→ AIM
Reproduce the data below line for line, leaving out the pictures.

→ EXERCISE DATA

== == ==

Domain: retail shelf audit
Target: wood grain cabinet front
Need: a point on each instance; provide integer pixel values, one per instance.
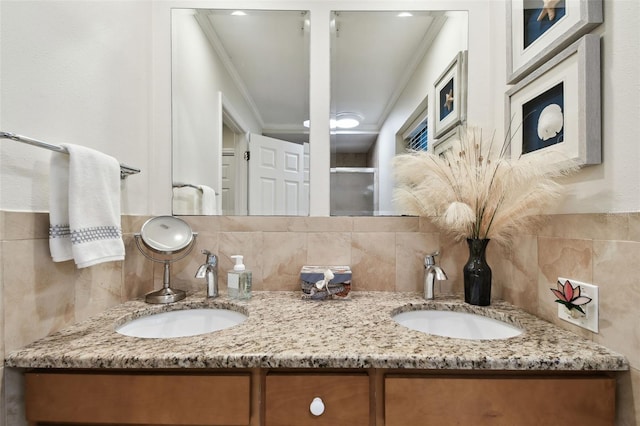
(498, 401)
(149, 399)
(317, 399)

== == ==

→ TASK RESULT
Domain: retail shelf audit
Target: wood grain cabinet front
Need: a point on each instance; provide integer pixel values, one per instance.
(498, 401)
(149, 399)
(317, 399)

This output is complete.